■ **Selected passage**
==========
- Theatrical release poster
- Directed by: Sajid Khan
- Screenplay by: Sajid Khan; Tushar Hiranandani; Sajid-Farhad; Sajid Nadiadwala;
- Dialogues by: Sajid-Farhad
- Story by: Sajid Nadiadwala
- Based on: Mattupetti Machan; by Jose;
- Produced by: Sajid Nadiadwala
- Starring: Rishi Kapoor; Randhir Kapoor; Mithun Chakraborty; Akshay Kumar; John Abraham; Riteish Deshmukh; Shreyas Talpade; Asin; Jacqueline Fernandez; Shazahn Padamsee; Zareen Khan; Boman Irani;
- Cinematography: Manoj Soni
- Edited by: Rameshwar S. Bhagat
- Music by: Songs:; Sajid–Wajid; Background Score:; Sandeep Shirodkar;
- Production company: Nadiadwala Grandson Entertainment
- Distributed by: Eros International
- Release date: 5 April 2012;
- Running time: 155 minutes
- Country: India
- Language: Hindi
- Budget: ₹60–64 crore
- Box office: est. ₹186 crore

= Housefull 2 =

2012 Indian film by Sajid Khan

Housefull 2, sometimes called Housefull 2: The Dirty Dozen, is a 2012 Indian Hindi-language action comedy film written and directed by Sajid Khan. It was co-written by brothers Sajid Samji and Farhad Samji based on a story by Sajid Nadiadwala. Produced by Nadiadwala under Nadiadwala Grandson Entertainment and distributed by Eros International, it is a remake of Mattupetty Machan and the second installment of the Housefull franchise, is a standalone sequel to Housefull (2010).

Housefull 2 features an ensemble cast consisting of Rishi Kapoor, Randhir Kapoor, Mithun Chakraborty, Akshay Kumar, Asin, John Abraham, Jacqueline Fernandez, Riteish Deshmukh, Shreyas Talpade, Zareen Khan, Chunky Panday, Shazahn Padamsee and Boman Irani. Housefull 2 was released theatrically on 5 April 2012, to mixed reviews. Made on a budget of ₹60–64 crore, (Note: Budget does not include marketing or promotional costs.) the film accumulated ₹186 crore worldwide, becoming one of the highest-grossing Hindi films of 2012. It was followed by two sequels: Housefull 3 and Housefull 4 which were released in 2016 and 2019 respectively. A fifth film titled Housefull 5 with two prints Housefull 5A and Housefull 5B was released on 6 June 2025. The film had mixed-to-positive reviews from critics, with praise for its performances, humor, liveliness and dialogues, and is counted as the best film in the Housefull franchise. The film became a "Blockbuster" at the box office.
==========
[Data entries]
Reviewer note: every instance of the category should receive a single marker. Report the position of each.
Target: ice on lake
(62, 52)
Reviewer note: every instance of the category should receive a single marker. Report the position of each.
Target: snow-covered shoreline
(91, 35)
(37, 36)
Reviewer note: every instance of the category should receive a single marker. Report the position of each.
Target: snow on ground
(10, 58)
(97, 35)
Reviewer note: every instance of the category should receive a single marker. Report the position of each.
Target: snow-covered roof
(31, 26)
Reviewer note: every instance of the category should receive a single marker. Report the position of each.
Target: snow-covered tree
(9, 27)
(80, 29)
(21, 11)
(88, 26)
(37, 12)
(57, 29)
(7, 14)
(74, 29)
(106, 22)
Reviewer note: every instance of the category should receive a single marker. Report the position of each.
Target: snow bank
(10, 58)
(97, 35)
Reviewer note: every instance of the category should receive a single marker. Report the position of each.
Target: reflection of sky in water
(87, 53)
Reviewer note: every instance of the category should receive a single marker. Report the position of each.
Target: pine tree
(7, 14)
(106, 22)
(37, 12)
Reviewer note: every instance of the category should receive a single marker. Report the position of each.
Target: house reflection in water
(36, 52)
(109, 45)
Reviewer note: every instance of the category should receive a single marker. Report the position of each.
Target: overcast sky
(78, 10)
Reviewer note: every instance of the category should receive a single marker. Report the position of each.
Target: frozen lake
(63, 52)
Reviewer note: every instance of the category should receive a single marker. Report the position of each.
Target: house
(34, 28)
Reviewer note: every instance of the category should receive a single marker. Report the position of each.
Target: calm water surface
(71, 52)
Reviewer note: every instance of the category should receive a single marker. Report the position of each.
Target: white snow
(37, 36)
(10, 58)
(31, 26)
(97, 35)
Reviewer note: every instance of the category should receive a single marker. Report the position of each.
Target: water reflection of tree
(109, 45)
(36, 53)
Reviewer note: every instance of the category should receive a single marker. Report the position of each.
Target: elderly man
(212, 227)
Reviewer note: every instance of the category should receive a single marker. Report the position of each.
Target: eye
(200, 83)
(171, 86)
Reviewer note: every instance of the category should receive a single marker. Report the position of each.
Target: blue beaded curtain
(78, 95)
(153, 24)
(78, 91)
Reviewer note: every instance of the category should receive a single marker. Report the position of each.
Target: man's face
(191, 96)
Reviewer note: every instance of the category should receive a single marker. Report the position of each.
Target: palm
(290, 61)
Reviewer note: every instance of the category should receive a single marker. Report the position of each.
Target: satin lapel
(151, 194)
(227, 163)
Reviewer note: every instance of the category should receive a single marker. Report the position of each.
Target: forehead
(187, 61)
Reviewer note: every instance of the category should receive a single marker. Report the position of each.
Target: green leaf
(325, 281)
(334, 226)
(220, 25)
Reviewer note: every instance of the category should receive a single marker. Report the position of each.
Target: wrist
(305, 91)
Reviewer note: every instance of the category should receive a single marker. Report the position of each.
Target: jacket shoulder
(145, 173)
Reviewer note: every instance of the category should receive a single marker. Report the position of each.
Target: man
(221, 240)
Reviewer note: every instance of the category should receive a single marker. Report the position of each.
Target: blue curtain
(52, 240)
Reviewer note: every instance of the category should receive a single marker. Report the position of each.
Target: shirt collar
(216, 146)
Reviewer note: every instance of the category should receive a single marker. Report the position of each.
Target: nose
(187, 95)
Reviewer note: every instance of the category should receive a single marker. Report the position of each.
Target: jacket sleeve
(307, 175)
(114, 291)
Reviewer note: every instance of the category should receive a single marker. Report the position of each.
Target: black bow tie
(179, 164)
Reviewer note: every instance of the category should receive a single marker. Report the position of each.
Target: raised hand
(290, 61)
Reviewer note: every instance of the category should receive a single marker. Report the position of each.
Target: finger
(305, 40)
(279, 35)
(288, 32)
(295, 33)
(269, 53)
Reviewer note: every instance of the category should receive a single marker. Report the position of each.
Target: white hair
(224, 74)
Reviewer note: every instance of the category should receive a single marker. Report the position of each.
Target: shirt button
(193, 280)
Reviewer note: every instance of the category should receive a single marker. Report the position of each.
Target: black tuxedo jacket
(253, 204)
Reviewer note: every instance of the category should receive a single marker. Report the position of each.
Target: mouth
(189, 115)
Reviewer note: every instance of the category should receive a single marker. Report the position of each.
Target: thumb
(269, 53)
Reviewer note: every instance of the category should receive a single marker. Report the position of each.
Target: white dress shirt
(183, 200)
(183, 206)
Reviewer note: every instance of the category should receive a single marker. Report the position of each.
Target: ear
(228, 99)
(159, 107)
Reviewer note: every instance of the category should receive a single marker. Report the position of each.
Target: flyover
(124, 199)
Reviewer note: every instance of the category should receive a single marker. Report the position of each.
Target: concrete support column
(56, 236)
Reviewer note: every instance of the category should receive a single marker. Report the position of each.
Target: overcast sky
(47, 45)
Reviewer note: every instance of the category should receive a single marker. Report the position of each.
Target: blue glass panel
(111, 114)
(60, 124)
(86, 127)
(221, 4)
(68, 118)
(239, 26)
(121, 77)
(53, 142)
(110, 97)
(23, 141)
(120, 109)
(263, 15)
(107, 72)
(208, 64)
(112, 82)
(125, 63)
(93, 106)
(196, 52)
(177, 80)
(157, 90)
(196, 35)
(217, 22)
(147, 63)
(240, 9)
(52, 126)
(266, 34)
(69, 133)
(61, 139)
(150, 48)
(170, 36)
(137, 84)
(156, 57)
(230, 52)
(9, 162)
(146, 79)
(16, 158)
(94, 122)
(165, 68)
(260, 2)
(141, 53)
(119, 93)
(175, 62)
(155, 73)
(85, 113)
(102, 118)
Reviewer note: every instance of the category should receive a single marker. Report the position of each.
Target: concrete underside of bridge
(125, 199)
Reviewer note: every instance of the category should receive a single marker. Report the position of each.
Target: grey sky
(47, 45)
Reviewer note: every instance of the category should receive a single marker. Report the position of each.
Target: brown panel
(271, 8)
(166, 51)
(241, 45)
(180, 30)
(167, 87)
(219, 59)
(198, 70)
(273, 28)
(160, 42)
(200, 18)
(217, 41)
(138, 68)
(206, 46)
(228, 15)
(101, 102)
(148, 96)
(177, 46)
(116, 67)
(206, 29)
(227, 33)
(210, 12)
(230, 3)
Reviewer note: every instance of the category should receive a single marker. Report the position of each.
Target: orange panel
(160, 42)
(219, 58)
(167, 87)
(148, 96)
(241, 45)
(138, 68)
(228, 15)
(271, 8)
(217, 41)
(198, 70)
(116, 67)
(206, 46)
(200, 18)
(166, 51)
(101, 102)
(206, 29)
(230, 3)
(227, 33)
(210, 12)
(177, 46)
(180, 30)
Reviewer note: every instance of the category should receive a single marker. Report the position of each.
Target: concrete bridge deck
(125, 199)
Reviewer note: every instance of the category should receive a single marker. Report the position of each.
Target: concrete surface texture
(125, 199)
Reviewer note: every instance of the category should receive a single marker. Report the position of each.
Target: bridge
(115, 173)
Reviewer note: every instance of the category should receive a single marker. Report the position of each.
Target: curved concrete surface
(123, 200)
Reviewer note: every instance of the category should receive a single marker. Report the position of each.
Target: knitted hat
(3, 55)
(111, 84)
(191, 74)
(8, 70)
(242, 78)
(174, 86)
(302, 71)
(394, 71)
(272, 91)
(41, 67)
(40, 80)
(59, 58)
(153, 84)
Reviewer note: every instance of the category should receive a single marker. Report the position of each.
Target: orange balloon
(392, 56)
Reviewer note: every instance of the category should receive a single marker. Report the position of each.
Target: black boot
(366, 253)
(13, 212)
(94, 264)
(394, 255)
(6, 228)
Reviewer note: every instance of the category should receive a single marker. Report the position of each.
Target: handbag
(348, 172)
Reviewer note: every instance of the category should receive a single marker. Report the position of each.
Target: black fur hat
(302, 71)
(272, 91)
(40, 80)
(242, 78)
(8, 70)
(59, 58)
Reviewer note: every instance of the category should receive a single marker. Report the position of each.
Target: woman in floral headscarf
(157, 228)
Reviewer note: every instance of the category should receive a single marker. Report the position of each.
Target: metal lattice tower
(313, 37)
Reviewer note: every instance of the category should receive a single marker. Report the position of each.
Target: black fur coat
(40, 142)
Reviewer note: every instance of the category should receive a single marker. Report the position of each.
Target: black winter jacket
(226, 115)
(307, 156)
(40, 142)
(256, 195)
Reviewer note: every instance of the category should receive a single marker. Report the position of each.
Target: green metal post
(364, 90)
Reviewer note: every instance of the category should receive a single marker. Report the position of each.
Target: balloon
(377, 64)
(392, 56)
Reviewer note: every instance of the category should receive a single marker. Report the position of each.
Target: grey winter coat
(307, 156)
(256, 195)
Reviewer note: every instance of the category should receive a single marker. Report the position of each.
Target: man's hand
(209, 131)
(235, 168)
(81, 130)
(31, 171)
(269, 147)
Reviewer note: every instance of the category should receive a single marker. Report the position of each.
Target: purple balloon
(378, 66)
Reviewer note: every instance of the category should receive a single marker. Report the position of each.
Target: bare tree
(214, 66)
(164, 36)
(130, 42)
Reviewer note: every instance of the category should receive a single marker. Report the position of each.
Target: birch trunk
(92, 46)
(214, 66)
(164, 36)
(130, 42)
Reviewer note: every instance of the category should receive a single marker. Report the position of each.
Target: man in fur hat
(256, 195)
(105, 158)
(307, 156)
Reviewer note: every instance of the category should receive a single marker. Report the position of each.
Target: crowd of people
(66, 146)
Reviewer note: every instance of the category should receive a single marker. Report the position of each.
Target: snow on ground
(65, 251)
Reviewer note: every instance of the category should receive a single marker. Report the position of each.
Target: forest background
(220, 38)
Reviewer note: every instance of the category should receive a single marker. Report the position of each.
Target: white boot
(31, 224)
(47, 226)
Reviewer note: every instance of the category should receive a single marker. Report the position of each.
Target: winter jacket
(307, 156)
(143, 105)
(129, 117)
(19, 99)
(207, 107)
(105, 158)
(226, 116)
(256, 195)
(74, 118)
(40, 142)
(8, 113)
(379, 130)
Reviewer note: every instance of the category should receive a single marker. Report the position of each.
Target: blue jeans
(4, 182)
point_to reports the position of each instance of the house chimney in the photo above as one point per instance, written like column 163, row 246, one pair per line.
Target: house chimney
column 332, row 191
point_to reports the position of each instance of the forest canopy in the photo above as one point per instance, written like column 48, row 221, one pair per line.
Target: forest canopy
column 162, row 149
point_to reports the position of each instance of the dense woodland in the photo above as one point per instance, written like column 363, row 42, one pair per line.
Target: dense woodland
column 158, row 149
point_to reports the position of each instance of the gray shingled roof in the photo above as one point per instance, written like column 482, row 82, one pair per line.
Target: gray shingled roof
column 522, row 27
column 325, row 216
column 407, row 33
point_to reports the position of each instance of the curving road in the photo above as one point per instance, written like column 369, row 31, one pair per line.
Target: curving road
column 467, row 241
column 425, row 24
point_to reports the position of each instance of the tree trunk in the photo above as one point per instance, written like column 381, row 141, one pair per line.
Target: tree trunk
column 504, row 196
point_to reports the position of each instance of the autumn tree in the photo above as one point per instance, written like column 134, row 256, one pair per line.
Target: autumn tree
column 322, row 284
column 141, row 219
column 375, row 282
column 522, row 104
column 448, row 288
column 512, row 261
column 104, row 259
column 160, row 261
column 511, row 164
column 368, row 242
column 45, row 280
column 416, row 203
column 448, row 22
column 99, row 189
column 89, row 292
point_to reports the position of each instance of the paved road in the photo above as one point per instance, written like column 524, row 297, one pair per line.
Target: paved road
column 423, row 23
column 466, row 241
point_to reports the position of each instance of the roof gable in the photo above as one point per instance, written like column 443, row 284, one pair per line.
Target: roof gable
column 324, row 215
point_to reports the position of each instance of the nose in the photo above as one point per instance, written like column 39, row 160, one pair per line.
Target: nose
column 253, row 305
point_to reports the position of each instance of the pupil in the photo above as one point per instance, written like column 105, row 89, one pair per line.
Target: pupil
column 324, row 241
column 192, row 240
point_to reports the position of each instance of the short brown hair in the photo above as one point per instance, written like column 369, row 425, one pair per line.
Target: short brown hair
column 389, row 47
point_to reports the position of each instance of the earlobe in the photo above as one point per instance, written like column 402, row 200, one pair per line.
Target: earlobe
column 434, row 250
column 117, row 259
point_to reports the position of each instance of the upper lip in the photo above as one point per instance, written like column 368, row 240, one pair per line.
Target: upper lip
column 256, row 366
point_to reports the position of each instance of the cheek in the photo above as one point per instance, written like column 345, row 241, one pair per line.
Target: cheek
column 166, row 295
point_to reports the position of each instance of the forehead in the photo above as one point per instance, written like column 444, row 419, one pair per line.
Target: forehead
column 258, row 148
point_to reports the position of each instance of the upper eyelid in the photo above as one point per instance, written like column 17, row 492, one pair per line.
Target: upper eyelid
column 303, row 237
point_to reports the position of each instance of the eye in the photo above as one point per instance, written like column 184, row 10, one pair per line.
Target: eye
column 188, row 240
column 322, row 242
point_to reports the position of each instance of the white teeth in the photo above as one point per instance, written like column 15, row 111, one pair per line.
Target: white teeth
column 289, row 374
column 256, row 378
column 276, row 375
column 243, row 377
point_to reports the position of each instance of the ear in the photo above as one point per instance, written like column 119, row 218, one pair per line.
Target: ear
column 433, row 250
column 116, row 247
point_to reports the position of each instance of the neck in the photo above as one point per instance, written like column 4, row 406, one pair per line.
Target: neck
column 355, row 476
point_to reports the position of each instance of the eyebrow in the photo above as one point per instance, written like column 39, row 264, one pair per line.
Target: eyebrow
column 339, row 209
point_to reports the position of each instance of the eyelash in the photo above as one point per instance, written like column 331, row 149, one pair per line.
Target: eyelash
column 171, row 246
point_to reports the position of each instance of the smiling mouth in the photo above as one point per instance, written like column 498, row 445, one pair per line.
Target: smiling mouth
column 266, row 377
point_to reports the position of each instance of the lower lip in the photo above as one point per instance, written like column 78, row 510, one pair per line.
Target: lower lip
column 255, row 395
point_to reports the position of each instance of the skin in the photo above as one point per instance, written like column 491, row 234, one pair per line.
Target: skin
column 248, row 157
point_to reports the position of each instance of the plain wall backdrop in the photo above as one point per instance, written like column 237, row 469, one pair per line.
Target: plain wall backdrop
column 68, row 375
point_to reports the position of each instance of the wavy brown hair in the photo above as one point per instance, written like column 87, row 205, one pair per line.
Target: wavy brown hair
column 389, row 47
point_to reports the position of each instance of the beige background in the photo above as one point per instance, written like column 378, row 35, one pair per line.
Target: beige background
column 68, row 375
==========
■ **Required work**
A - Update the passage of the Housefull 2 article that starts at "2012 Indian film" and ends after "to Housefull (2010).", putting "comedy" in place of "action comedy".
B - According to the Housefull 2 article, what is the film's running time?

■ **Task-by-task outputs**
A -
2012 Indian film by Sajid Khan

Housefull 2, sometimes called Housefull 2: The Dirty Dozen, is a 2012 Indian Hindi-language comedy film written and directed by Sajid Khan. It was co-written by brothers Sajid Samji and Farhad Samji based on a story by Sajid Nadiadwala. Produced by Nadiadwala under Nadiadwala Grandson Entertainment and distributed by Eros International, it is a remake of Mattupetty Machan and the second installment of the Housefull franchise, is a standalone sequel to Housefull (2010).

B - 155 minutes.